Как записал Потемкин, от Лаваля он отправился к Эррио и тот, выслушав его рассказ, воскликнул: «Катастрофа!» Читатели понимают, почему Леже и Бадеван отредактировали уже согласованный текст и затем пытались поставить Потемкина перед фактом. «Он [Эррио] заявил, что Совет министров не был информирован Лавалем о деталях переговоров. Пакт был доложен в основных чертах и одобрен единодушно». Пока Потемкин и Эррио разговаривали, Эррио поступил звонок от Леже с просьбой прибыть в МИД. Эррио попрощался с Потемкиным, «обещал уладить дело до вечера и бранил Лаваля, допустившего “бестактность” и наносящего величайший вред Франции своей “вульгарной политикой”». Часом позже, как рассказывает Потемкин, Эррио вернулся и встретился с ним в посольстве. Эррио был только что от Лаваля, который велел ему «исправить то, что произошло», пока пресса не раздула огромный скандал. Эррио привез с собой новую версию текста, им составленную, и пообещал пойти с ней в правительство. Он прочитал текст Потемкину, тот переписал его для того, чтобы отправить телеграммой в Москву. Текст не сильно улучшился, но от Потемкина комментария не последовало (он высказался позже, в длинной депеше Крестинскому). Эррио попросил Потемкина немедленно телефонировать Литвинову заверения в искренности французского правительства и его желании провести переговоры как можно скорее. Он даже желал говорить с наркомом лично. В итоге Эррио успокоился и, как только Потемкин заказал звонок в Москву, откланялся. Потемкин вкратце переговорил с Крестинским — тот заверил, что, когда Литвинов вернулся в Москву, папка была направлена на рассмотрение в правительство, то есть в Политбюро. Потемкин также отметил, что французская печать, включая правую, выражает озабоченность в связи с тем, что Литвинов не приедет в Париж. В правительственных кругах говорили, что ничего необычного не происходит. Посольство всеми силами старалось избегать конкретики и сообщало лишь, что советское правительство сейчас рассматривает женевский вариант текста и, получив отчет Литвинова, будет принимать решение[961].

- - -

Объясните по фрагменту о встрече Потемкина с Эррио, почему Лаваль велел Эррио «исправить то, что произошло». Ответ дайте в одном-двух предложениях.

- - -

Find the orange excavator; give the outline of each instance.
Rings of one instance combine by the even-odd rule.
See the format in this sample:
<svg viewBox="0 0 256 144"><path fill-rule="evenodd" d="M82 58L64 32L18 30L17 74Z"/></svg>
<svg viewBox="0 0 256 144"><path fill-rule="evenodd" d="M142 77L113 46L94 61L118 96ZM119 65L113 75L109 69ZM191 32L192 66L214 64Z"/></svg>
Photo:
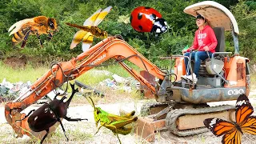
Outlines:
<svg viewBox="0 0 256 144"><path fill-rule="evenodd" d="M197 14L204 15L214 28L218 42L214 56L202 62L196 84L181 78L181 75L186 73L183 55L162 58L175 59L174 73L171 74L157 67L122 37L108 37L68 62L53 64L51 69L33 83L27 91L6 104L6 119L17 137L24 134L31 136L31 134L37 137L45 134L30 129L28 118L22 119L26 115L22 113L25 109L65 82L77 78L110 58L115 59L155 96L155 103L142 106L134 129L136 134L148 141L153 141L154 134L163 129L179 136L205 132L207 128L203 125L203 120L207 118L233 120L234 106L211 107L207 102L236 100L241 94L249 95L249 59L239 56L239 31L236 20L226 7L211 1L190 6L184 12L193 16ZM233 55L230 52L225 52L225 30L231 30L234 37L235 53ZM190 63L189 70L193 71L193 61L187 58ZM152 77L144 78L129 67L124 62L126 60L146 70ZM153 76L158 78L159 82L150 82Z"/></svg>

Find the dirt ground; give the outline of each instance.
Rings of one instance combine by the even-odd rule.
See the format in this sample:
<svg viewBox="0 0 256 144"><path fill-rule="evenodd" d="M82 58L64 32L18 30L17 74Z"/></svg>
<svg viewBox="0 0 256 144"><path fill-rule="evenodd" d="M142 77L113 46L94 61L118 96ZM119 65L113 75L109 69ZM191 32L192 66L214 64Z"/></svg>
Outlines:
<svg viewBox="0 0 256 144"><path fill-rule="evenodd" d="M250 101L254 107L256 107L256 90L252 90L250 93ZM111 96L110 99L114 98ZM118 98L116 95L115 98ZM138 100L134 101L132 98L125 98L120 96L120 98L116 98L117 102L111 100L113 102L108 102L108 98L102 98L98 101L97 106L100 106L102 110L109 113L119 114L120 110L126 111L135 110L135 115L138 115L141 106L143 103L149 102L149 100ZM210 106L222 105L222 104L234 105L235 101L225 102L213 102ZM24 111L28 113L30 110L38 108L38 106L34 105ZM256 115L254 114L254 115ZM94 135L97 131L93 115L93 108L89 103L82 105L72 105L68 109L68 117L88 118L88 121L82 122L67 122L63 120L63 125L66 131L66 136L69 138L69 142L66 141L61 126L48 137L45 143L118 143L116 136L108 129L102 127L99 132ZM217 138L211 132L206 132L198 135L178 137L169 131L161 131L157 133L155 140L151 142L144 141L141 137L137 136L134 133L128 135L118 135L122 143L184 143L184 144L203 144L203 143L221 143L222 137ZM15 138L14 133L11 126L6 123L4 117L4 105L0 106L0 143L39 143L38 139L31 140L27 136L23 138ZM242 143L256 143L255 135L244 134L242 138Z"/></svg>

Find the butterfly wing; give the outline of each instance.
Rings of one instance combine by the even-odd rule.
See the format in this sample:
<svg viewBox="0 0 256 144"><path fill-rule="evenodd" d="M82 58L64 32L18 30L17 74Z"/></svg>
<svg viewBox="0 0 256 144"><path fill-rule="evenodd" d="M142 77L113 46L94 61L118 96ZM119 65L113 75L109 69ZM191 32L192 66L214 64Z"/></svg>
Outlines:
<svg viewBox="0 0 256 144"><path fill-rule="evenodd" d="M246 122L241 126L242 132L246 132L251 134L256 134L256 116L248 118Z"/></svg>
<svg viewBox="0 0 256 144"><path fill-rule="evenodd" d="M245 94L241 94L238 97L235 109L235 120L240 126L246 122L247 118L254 113L254 108Z"/></svg>
<svg viewBox="0 0 256 144"><path fill-rule="evenodd" d="M248 98L245 94L241 94L236 103L236 122L241 127L242 132L256 134L256 117L250 116L254 113Z"/></svg>
<svg viewBox="0 0 256 144"><path fill-rule="evenodd" d="M242 133L237 129L224 134L222 142L223 144L241 144Z"/></svg>
<svg viewBox="0 0 256 144"><path fill-rule="evenodd" d="M233 123L220 118L206 118L203 123L218 137L234 131L236 129Z"/></svg>
<svg viewBox="0 0 256 144"><path fill-rule="evenodd" d="M203 123L217 137L223 135L222 143L241 143L242 133L233 123L219 118L207 118L204 120Z"/></svg>

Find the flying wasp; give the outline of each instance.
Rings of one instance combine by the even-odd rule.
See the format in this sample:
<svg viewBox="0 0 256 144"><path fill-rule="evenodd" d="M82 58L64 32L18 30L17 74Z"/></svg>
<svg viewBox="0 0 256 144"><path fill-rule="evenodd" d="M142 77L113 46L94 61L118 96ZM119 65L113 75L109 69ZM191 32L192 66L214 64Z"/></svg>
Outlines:
<svg viewBox="0 0 256 144"><path fill-rule="evenodd" d="M58 31L58 24L54 18L38 16L17 22L10 27L8 32L10 30L12 31L9 35L14 34L11 39L13 45L17 45L22 41L22 48L24 48L30 34L37 35L40 45L42 47L40 35L42 34L48 34L49 38L51 39L53 32Z"/></svg>
<svg viewBox="0 0 256 144"><path fill-rule="evenodd" d="M98 10L89 18L87 18L83 26L78 26L76 24L66 23L67 25L77 27L81 30L78 30L72 39L70 49L74 49L77 45L82 41L82 51L87 50L93 43L94 37L106 38L107 38L106 31L103 31L98 27L98 25L102 22L106 14L110 11L112 6L108 6L103 10L102 9Z"/></svg>

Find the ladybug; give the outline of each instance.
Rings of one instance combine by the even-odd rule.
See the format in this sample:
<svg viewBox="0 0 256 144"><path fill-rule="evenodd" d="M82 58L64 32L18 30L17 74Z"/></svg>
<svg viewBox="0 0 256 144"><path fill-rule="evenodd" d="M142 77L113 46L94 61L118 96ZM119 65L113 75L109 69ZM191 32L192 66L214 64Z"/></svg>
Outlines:
<svg viewBox="0 0 256 144"><path fill-rule="evenodd" d="M130 14L130 22L138 32L155 32L160 34L168 30L166 21L158 10L151 7L135 8Z"/></svg>

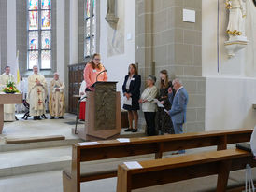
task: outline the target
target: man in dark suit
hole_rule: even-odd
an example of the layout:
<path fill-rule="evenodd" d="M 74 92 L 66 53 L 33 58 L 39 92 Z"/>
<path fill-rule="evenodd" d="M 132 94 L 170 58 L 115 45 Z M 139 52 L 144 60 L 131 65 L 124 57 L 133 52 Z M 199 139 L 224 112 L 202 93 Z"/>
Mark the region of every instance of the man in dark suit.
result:
<path fill-rule="evenodd" d="M 168 97 L 172 108 L 167 113 L 172 118 L 175 134 L 181 134 L 183 133 L 183 124 L 186 122 L 189 95 L 185 88 L 182 86 L 182 83 L 178 78 L 173 80 L 173 88 L 176 90 L 175 95 L 172 89 L 168 89 Z M 184 152 L 185 151 L 182 150 L 178 153 Z"/>

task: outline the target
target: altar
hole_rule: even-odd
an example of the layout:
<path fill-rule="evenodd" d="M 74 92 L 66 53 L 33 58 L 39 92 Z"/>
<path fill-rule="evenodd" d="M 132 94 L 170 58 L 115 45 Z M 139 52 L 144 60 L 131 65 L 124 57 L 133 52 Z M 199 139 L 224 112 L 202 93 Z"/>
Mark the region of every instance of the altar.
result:
<path fill-rule="evenodd" d="M 0 134 L 4 128 L 4 104 L 22 103 L 22 94 L 0 94 Z"/>

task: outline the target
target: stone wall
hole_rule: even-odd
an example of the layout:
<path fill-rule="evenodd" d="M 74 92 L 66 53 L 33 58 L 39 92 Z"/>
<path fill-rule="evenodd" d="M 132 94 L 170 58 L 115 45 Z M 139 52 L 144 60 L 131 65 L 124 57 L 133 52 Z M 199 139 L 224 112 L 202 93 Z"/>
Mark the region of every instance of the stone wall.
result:
<path fill-rule="evenodd" d="M 7 1 L 0 1 L 0 66 L 1 73 L 7 64 Z"/>
<path fill-rule="evenodd" d="M 195 23 L 182 21 L 183 8 L 196 11 Z M 138 0 L 135 61 L 144 83 L 148 75 L 168 70 L 189 92 L 185 131 L 205 130 L 206 80 L 202 77 L 201 0 Z"/>
<path fill-rule="evenodd" d="M 78 62 L 84 62 L 84 2 L 85 0 L 78 0 Z"/>

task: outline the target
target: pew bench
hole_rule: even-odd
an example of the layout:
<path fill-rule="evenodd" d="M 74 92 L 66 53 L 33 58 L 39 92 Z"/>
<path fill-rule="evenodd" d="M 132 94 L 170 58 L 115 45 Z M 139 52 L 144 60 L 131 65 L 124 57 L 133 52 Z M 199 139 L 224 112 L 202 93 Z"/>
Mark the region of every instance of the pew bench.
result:
<path fill-rule="evenodd" d="M 161 135 L 142 138 L 131 138 L 127 143 L 117 140 L 99 141 L 99 144 L 72 145 L 72 165 L 70 170 L 63 171 L 64 192 L 79 192 L 80 183 L 117 176 L 117 166 L 106 166 L 103 170 L 88 170 L 82 162 L 109 158 L 155 154 L 162 158 L 164 152 L 181 149 L 217 146 L 218 150 L 227 148 L 227 144 L 249 142 L 251 129 L 219 130 L 180 135 Z M 121 161 L 120 163 L 123 162 Z"/>
<path fill-rule="evenodd" d="M 142 168 L 119 165 L 117 192 L 130 192 L 192 178 L 218 174 L 216 191 L 226 191 L 230 171 L 256 167 L 251 153 L 239 149 L 210 151 L 138 162 Z"/>

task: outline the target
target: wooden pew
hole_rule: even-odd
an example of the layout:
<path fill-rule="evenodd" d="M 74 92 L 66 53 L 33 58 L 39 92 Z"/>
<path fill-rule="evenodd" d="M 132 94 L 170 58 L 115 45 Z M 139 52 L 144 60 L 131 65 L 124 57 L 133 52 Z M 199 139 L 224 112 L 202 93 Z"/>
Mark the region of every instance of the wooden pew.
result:
<path fill-rule="evenodd" d="M 218 174 L 217 192 L 226 191 L 229 172 L 256 167 L 251 153 L 239 149 L 210 151 L 139 162 L 142 168 L 119 165 L 117 192 Z"/>
<path fill-rule="evenodd" d="M 64 191 L 79 192 L 81 182 L 117 176 L 117 167 L 88 172 L 81 171 L 81 162 L 147 154 L 155 154 L 155 158 L 161 158 L 164 152 L 215 145 L 218 150 L 222 150 L 230 144 L 249 142 L 252 130 L 240 129 L 132 138 L 129 143 L 120 143 L 117 140 L 100 141 L 100 144 L 87 146 L 74 144 L 71 170 L 63 171 Z"/>

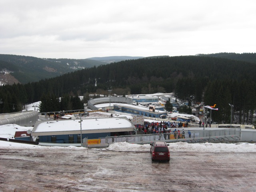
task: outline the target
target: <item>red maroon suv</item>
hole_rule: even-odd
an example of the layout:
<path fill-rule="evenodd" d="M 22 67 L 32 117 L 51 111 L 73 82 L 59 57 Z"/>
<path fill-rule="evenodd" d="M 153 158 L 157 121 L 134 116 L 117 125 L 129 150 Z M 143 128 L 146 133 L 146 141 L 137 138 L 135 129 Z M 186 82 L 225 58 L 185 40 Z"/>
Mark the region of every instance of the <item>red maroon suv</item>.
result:
<path fill-rule="evenodd" d="M 150 143 L 150 153 L 152 160 L 170 161 L 170 151 L 168 146 L 169 144 L 162 141 L 155 141 Z"/>

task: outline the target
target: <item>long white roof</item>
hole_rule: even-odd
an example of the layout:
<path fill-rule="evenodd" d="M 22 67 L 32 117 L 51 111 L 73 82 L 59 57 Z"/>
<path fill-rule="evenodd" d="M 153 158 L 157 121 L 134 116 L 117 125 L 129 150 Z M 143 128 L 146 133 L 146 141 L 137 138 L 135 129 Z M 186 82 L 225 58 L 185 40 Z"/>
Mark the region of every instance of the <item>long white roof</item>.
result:
<path fill-rule="evenodd" d="M 116 131 L 129 131 L 134 126 L 126 117 L 80 119 L 40 122 L 32 131 L 32 136 L 49 134 L 96 133 Z"/>

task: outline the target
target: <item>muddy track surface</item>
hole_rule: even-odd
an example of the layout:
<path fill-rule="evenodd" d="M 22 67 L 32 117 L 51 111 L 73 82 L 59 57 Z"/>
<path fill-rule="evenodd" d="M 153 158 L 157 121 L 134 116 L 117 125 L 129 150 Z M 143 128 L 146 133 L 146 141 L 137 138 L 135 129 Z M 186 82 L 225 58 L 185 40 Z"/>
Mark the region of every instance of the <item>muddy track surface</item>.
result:
<path fill-rule="evenodd" d="M 255 153 L 1 148 L 3 192 L 254 192 Z"/>

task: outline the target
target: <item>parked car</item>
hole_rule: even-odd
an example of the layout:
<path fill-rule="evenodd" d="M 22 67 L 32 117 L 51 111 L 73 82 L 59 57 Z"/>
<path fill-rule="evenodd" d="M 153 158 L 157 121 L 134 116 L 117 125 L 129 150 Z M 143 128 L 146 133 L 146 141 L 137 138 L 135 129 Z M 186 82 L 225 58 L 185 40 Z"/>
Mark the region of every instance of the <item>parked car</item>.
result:
<path fill-rule="evenodd" d="M 150 153 L 152 161 L 170 161 L 170 154 L 168 148 L 169 144 L 163 141 L 155 141 L 150 143 L 150 145 L 151 146 Z"/>
<path fill-rule="evenodd" d="M 84 112 L 84 113 L 81 113 L 79 114 L 79 116 L 84 116 L 86 115 L 89 115 L 89 112 Z"/>

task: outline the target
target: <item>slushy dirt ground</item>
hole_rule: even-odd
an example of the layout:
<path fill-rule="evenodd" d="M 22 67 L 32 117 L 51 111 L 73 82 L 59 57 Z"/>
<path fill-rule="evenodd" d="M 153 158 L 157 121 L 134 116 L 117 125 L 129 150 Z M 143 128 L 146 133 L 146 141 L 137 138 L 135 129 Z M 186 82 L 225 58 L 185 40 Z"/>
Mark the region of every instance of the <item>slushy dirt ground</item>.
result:
<path fill-rule="evenodd" d="M 0 146 L 0 191 L 254 192 L 256 160 L 174 152 L 169 162 L 152 162 L 149 152 Z"/>

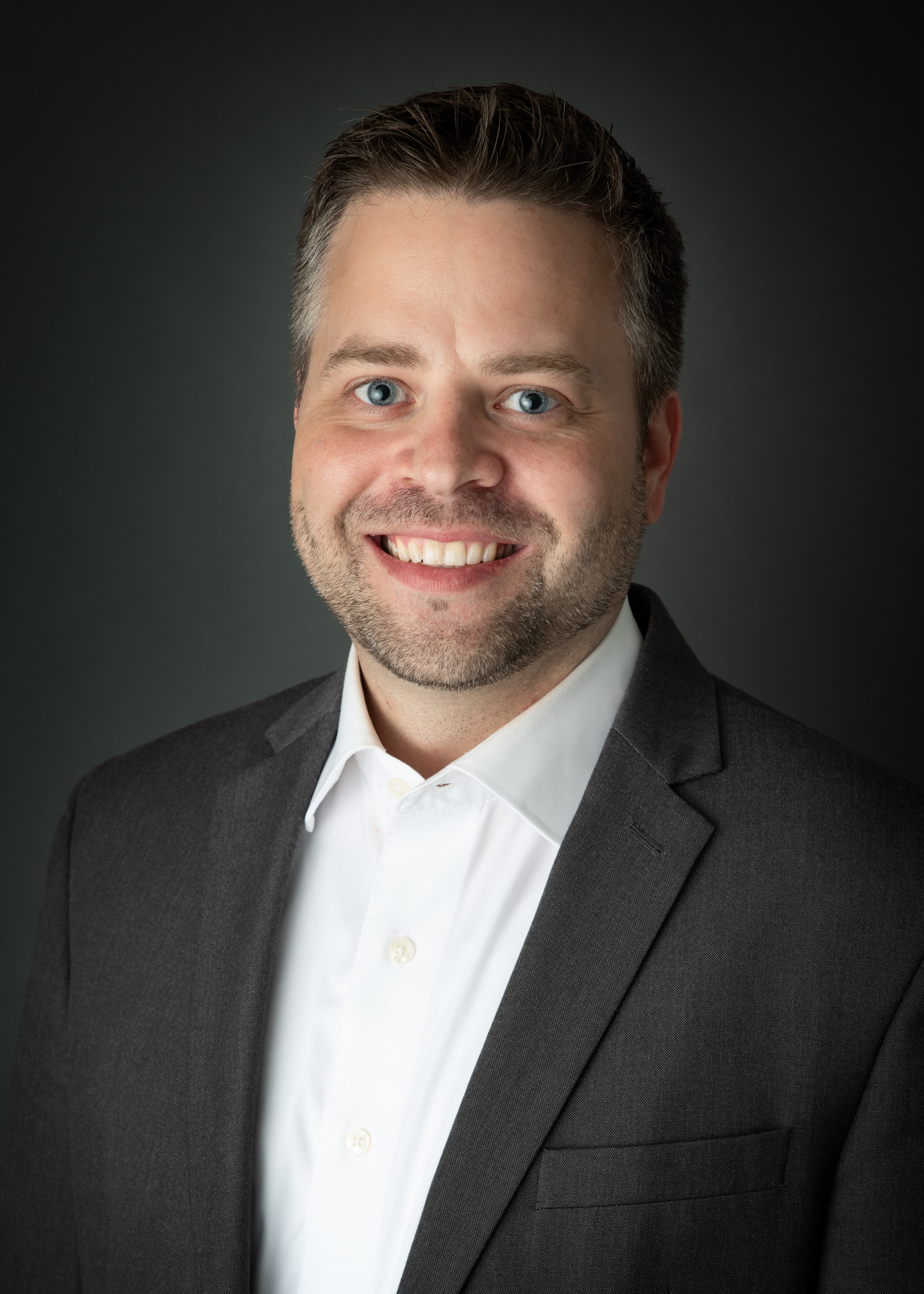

- - -

> [Ответ]
Лаваль велел Эррио исправить произошедшее, чтобы успеть до того, как пресса раздует огромный скандал.